Source text
◇ ◇ ◇ ◇ ◇
Four Mile project wins prestigious AMEC award

Australia’s mining and exploration industry gathered to celebrate the end of a tumultuous year and recognise the work of their peers at The Association of Mining & Exploration Companies’ (AMEC) End of Year Gala Dinner. Among the 190 guests were dignitaries including the Japanese Consul-General Mr Torao Sato, WA Mines and Petroleum Minister Norman Moore, Tom Kenyon MP representing the SA Minister for Mineral Resources Development Paul Holloway and Federal Resources Minister Martin Ferguson, who delivered a frank key-note speech on Australia’s resources sector.

In his address Minister Ferguson acknowledged the challenges facing the sector, re-asserted his Government’s election promise to implement a Flow-Through-Shares scheme and congratulated the WA Government for overturning the previous administration’s ban on uranium mining.

The Minister also presented the prestigious AMEC 2008 Teck Prospector of the Year Award to David Brunt, Geoffrey McConachy and Andrea Marsland Smith for their work in discovering the Four Mile uranium deposit located 550 km north of Adelaide, South Australia. AMEC Chief Executive Officer Simon Bennison said the award recognised a special mix of technical and scientific excellence, innovation, persistence and outstanding leadership.
◇ ◇ ◇ ◇ ◇
(Stored data entries)
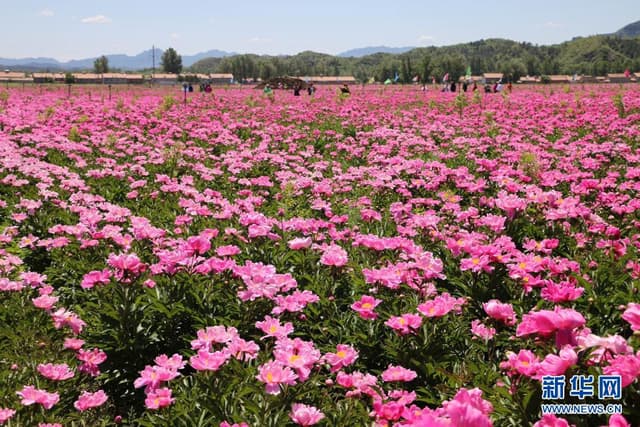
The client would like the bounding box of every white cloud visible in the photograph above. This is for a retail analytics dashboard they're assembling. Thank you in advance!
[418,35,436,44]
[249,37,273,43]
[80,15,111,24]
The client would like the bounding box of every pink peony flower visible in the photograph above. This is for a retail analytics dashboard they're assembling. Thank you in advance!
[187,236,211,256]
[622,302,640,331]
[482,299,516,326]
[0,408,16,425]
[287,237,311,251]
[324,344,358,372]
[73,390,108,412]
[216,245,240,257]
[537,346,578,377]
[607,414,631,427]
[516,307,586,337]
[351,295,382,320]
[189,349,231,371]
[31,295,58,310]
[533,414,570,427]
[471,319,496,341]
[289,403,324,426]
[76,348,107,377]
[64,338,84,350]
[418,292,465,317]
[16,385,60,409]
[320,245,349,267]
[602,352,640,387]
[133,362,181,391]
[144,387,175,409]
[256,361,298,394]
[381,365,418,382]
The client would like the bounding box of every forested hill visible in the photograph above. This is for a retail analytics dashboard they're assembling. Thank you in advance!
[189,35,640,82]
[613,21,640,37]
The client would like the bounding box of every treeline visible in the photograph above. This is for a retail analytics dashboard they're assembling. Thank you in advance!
◇ ◇ ◇ ◇ ◇
Tasks to complete
A – Answer these from the award article:
(i) How many guests attended the AMEC End of Year Gala Dinner?
(ii) Which government did Minister Ferguson congratulate, and for what?
(iii) How far north of Adelaide is the Four Mile uranium deposit?
B – Carry the article on the Four Mile award forward from its last sentence.

Answers per task
A –
(i) 190 guests.
(ii) The WA Government, for overturning the previous administration's ban on uranium mining.
(iii) 550 km.

B –
“The combination of personal and technical qualities recognised by the Prospector of the Year Award is indicative of the very essence of a successful exploration team,” Bennison said. “Exploring Australia for mineral deposits requires solid science, gut instinct and no end of personal determination. It is not well understood by the general public that explorers make many personal sacrifices and expose themselves to significant risk in order to uncover a viable find.

“As well as rewarding individual excellence, the AMEC Teck Prospector of the Year Award highlights the critical importance exploration plays in Australia’s long term social and economic well-being. Exploration is the first step in a long process that eventually delivers thousands of jobs and billions of dollars of royalties to the whole Australian community. Without exploration today, the tax burden for future generations will most certainly increase.

“AMEC congratulates the winners of the AMEC 2008 TECK Prospector of the Year Award and all those involved in exploring for a better future,” Bennison said.